**** PASSAGE

After appearing in a regular book-form, Ma’ariful-Qur’an was highly appreciated and widely admired by the Urdu-knowing Muslims throughout the world. Thousands of copies of the book are still circulated every year, and the demand for the book is so increasing that it has always been a problem for its publisher to satisfy the demand to its optimum.
A Few Words about the Present English Translation of Ma’ariful-Qur’an
Let me say a few words about the present English translation of the Ma’ariful-Qur’an.
Although a large number of English translations of the Holy Qur’an are available in the market, yet no comprehensive commentary of the Holy Qur’an has still appeared in the English language. Some brief footnotes found with some English translations cannot fulfill the need of a detailed commentary. Besides, they are generally written by the people who did not specialize themselves in the Qur’anic sciences, and their explanatory notes do not often reflect the authentic interpretation of the Holy Qur’an. Some such notes are based on an arbitrary interpretation having no foundation in the recognized principles of the exegesis of the Holy Qur’an, and are thus misleading for a common reader.
On the other hand, during the last few decades, the Muslim population has increased among the English speaking countries in enormous numbers. These people and their new generations need a detailed commentary of the Holy Qur’an which may explain to them the correct message of the last divine book with all the relevant material in an authentic manner which conforms to the recognized principles of tafsir (the exegesis of the Holy Qur’an).

********
**** SUPPLIED ENTRIES

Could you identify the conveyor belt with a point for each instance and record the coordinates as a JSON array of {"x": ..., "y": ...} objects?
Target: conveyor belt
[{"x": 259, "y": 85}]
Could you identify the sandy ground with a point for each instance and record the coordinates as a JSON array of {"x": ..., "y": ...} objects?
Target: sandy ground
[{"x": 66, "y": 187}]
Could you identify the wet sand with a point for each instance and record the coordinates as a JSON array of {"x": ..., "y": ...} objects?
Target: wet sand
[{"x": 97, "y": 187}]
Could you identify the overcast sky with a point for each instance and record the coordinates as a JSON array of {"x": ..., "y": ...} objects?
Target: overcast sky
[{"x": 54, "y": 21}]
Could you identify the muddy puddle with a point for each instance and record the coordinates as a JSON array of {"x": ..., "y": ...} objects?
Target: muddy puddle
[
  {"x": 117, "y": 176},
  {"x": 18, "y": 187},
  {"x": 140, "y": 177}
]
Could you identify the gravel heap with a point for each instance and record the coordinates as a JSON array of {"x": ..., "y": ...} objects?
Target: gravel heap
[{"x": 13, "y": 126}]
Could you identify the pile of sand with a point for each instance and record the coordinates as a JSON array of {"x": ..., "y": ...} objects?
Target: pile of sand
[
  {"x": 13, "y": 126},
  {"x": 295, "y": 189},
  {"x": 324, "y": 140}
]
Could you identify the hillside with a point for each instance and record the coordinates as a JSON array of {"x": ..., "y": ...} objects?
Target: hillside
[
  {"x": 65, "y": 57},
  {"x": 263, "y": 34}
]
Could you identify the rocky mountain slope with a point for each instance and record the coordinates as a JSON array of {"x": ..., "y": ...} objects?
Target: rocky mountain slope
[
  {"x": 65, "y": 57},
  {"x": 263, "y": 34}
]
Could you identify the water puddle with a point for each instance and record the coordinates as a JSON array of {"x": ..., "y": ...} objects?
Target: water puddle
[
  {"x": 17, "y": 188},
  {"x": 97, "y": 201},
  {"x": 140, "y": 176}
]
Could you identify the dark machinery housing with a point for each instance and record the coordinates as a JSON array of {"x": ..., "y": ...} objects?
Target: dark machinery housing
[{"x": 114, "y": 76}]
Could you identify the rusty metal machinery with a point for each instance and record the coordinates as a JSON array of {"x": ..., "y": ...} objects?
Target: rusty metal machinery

********

WHAT TO DO>
1. In the passage about Ma’ariful-Qur’an, what has always been a problem for the book's publisher?
2. List every criticism that the passage about Ma’ariful-Qur’an makes of the brief footnotes found with some English translations of the Holy Qur’an.

RESPONSES TO THE EXERCISE>
1. Satisfying the increasing demand for the book to its optimum.

2.
- They cannot fulfill the need of a detailed commentary.
- They are generally written by people who did not specialize in the Qur’anic sciences.
- Their explanatory notes often do not reflect the authentic interpretation of the Holy Qur’an.
- Some are based on an arbitrary interpretation with no foundation in the recognized principles of exegesis, and so mislead a common reader.